__Written exercise 1__: In the travel diary excerpt, what did Sandra and Ana find they had in common?
__Written exercise 2__: Pull out every line in the listing that contains the string "track".

__Excerpt to read__:
::::::::::
And I know I should have my heels down.

After that I went to town to help Piet with the food shopping and checked out the local. It was only right that once he had cooked our dinner that he should drive us into town so we could drink in the pub till the early hours while he waited to drive us back- so that's exactly what we did. We all slept well but the blokes agreed that horse riding wasn't so great as we remembered it.

The Big Day Off

After the aquarium Sandra and I headed home- she was already feeling the effects of saying "I don't mind when we eat" which I took to mean that she didn't mind when she ate. Of course it meant "I need to eat now" and I, being the thoughtless bastard I am postponed the event causing her to lose all interest in life. She bucked up when we met Canadian nurse Ana in the hostel and they found that they were both born in the same area of Portugal- like you do. After a quick conversation in fluent Portugeser we all adjourned for a curry, the second since arriving in Durban the day before.
::::::::::
__Data supplied__:
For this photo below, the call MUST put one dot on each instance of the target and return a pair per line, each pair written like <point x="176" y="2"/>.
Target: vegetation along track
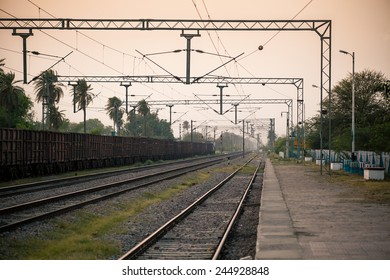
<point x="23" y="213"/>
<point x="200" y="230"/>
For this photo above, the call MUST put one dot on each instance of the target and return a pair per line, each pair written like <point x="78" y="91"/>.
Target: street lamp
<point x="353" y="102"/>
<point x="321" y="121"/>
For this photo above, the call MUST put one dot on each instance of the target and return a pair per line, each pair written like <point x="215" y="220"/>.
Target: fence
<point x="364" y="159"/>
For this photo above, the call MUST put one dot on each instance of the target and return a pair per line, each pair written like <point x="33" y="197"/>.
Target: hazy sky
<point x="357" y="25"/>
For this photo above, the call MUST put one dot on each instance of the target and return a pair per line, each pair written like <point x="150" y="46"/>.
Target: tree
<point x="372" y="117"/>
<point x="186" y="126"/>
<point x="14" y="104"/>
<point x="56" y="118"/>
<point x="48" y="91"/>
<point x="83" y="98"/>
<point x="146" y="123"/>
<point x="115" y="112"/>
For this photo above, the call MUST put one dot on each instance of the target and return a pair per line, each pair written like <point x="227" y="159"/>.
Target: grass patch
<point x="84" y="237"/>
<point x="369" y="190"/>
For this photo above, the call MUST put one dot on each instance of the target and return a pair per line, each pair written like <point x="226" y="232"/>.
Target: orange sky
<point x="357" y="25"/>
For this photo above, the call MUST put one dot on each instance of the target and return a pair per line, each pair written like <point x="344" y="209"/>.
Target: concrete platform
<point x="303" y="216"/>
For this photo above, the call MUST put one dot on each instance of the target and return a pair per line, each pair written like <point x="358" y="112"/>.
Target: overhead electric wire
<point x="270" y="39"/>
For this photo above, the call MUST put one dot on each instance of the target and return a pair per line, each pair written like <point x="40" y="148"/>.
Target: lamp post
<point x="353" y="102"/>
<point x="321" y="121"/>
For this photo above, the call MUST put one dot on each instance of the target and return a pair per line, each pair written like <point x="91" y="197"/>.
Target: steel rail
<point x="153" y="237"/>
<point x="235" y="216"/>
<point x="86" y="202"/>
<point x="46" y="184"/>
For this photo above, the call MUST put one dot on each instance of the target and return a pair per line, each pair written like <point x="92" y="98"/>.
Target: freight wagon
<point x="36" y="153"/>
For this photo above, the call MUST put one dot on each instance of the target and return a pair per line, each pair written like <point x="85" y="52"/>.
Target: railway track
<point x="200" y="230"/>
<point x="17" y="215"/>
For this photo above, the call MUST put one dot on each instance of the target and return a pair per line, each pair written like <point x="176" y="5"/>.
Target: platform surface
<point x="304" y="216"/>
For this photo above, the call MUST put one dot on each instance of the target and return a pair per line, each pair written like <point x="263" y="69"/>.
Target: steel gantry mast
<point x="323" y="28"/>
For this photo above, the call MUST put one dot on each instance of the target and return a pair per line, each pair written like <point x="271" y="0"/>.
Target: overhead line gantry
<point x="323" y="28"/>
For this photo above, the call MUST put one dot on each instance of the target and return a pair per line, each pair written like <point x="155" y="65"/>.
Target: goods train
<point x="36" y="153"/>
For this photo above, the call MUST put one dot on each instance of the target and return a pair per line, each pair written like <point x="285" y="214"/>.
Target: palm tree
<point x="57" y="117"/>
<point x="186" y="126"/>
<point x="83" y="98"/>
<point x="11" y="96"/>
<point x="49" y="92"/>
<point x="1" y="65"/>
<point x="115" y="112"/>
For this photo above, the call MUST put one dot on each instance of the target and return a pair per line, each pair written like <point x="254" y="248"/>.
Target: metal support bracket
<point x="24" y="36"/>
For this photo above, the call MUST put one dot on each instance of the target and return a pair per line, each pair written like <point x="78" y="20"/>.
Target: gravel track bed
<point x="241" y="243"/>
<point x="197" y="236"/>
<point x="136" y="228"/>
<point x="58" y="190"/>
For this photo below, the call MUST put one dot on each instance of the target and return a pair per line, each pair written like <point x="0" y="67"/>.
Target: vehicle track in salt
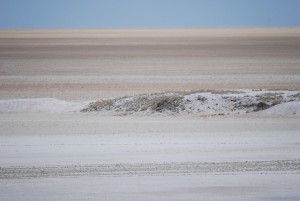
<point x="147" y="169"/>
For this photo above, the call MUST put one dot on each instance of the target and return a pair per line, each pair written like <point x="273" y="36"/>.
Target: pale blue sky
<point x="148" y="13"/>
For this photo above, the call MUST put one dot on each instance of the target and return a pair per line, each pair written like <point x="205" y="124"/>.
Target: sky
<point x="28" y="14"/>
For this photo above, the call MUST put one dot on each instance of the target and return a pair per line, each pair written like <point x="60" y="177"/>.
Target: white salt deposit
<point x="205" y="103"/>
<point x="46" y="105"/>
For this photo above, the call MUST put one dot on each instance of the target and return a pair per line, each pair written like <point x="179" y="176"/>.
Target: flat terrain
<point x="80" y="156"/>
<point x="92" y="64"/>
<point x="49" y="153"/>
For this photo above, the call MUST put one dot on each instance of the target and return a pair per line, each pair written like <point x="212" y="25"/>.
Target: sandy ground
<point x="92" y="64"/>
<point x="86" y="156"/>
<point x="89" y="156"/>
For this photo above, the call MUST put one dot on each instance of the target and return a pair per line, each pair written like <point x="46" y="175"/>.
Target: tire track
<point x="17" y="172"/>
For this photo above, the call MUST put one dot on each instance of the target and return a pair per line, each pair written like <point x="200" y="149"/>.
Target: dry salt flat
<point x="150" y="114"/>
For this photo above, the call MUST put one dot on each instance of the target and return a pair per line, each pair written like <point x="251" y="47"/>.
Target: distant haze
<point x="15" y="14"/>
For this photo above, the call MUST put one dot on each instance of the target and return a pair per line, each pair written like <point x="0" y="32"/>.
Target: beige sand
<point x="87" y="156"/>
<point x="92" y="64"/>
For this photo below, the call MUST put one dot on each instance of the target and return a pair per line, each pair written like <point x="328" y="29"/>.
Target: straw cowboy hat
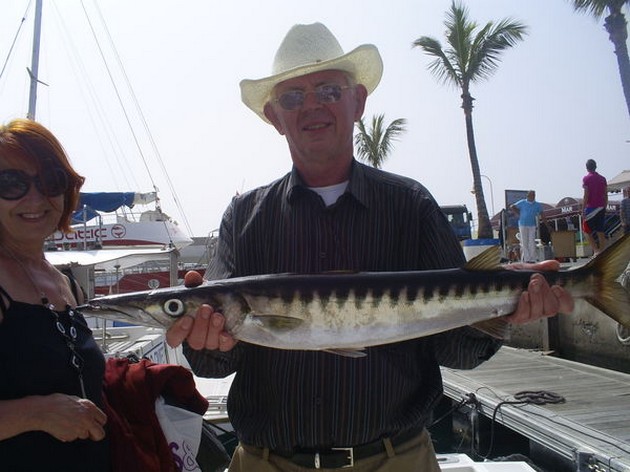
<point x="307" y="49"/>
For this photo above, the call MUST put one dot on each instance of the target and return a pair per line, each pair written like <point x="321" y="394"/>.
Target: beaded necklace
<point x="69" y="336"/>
::::::::::
__Task result 1__: They were both born in the same area of Portugal.

__Task result 2__:
Target: vegetation along track
Target: railway track
Target: gravel track bed
Target: vehicle track in salt
Target: tire track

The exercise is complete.